= Material supplied =
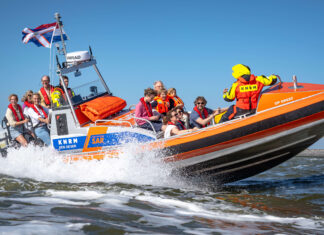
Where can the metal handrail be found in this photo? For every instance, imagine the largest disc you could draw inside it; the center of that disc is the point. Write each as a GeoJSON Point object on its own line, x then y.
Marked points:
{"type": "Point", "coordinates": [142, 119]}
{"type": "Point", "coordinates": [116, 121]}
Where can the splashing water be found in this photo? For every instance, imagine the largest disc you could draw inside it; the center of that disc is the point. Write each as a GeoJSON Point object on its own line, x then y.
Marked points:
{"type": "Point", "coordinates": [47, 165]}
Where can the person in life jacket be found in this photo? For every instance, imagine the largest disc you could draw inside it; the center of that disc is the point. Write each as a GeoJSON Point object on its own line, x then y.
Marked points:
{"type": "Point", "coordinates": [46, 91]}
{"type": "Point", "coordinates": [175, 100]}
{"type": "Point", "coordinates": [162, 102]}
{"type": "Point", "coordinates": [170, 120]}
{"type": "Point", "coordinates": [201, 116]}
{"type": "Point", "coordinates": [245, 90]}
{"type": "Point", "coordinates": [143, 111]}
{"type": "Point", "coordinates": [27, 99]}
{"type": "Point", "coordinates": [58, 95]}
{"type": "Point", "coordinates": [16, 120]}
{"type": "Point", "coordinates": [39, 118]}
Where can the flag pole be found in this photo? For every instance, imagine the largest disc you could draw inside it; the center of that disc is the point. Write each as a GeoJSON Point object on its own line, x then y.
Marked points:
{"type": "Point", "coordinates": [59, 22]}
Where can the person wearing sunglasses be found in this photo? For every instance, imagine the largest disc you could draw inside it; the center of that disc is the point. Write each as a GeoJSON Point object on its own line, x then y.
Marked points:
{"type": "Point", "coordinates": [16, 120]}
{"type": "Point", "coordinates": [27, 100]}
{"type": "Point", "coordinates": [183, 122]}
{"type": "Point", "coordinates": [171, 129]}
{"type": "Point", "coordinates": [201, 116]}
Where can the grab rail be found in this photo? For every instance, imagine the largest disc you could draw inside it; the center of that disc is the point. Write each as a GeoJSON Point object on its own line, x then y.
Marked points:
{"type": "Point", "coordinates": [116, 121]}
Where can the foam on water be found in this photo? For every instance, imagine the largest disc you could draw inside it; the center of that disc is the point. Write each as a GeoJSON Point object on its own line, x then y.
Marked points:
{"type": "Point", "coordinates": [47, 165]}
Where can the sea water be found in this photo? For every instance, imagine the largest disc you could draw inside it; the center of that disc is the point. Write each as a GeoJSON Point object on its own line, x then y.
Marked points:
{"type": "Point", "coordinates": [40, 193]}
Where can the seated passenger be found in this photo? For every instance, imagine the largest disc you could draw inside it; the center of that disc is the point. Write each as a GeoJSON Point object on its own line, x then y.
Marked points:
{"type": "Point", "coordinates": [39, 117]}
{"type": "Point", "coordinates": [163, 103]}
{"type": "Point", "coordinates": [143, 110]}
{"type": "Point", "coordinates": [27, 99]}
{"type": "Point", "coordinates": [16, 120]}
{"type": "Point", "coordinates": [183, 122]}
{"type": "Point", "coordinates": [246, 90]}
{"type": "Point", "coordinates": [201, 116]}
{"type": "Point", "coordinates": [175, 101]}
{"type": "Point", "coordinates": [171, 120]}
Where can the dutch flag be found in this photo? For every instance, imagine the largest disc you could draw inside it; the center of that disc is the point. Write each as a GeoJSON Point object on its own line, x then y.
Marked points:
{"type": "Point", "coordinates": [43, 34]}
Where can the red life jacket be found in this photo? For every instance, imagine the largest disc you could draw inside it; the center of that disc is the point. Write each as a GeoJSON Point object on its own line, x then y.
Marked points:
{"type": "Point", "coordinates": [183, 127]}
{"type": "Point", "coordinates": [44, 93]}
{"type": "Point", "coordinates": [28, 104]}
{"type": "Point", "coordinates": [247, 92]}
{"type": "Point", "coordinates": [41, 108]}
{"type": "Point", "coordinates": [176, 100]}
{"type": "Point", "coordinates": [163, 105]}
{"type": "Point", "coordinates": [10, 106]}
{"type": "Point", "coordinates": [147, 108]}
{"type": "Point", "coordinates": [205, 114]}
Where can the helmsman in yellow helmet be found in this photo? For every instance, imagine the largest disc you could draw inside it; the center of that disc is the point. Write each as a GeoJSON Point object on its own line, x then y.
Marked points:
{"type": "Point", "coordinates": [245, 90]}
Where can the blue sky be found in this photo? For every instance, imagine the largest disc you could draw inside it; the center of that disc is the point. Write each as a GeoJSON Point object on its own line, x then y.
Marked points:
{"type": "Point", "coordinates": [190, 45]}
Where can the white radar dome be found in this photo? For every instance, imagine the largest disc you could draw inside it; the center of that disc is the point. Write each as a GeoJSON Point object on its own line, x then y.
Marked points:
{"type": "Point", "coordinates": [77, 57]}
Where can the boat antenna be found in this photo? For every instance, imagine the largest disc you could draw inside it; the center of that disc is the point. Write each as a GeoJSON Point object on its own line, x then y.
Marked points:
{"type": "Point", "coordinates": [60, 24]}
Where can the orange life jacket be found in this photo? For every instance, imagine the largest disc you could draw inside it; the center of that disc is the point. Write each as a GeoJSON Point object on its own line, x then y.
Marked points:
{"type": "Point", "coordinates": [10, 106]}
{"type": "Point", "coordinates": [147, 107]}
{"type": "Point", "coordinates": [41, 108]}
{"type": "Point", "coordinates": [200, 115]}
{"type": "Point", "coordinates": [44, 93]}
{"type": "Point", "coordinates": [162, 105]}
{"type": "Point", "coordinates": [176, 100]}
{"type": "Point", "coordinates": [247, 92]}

= Task instructions =
Convert the lines above, from the line containing "Where can the boat" through the end of the rows, both included, into a JSON list of strings with one string per line and blank lines left out.

= Output below =
[
  "Where can the boat antenna be found in this photo? For every instance, imagine the largest disc you could draw inside it; the center of that disc is the point. Write each as a GeoJSON Point object on its own line, x then y.",
  "Marked points:",
  "{\"type\": \"Point\", \"coordinates\": [60, 24]}",
  "Where can the orange life jacket be found in this photo? For every instance, imagine the largest disc you could draw inside it; the center of that disc is the point. Write each as a GeoJSON Point object on its own line, x then y.",
  "Marked points:",
  "{\"type\": \"Point\", \"coordinates\": [10, 106]}",
  "{\"type\": \"Point\", \"coordinates\": [147, 107]}",
  "{\"type\": \"Point\", \"coordinates\": [41, 108]}",
  "{\"type\": \"Point\", \"coordinates\": [200, 115]}",
  "{\"type\": \"Point\", \"coordinates\": [44, 93]}",
  "{\"type\": \"Point\", \"coordinates\": [162, 105]}",
  "{\"type\": \"Point\", \"coordinates\": [176, 100]}",
  "{\"type\": \"Point\", \"coordinates\": [247, 92]}"
]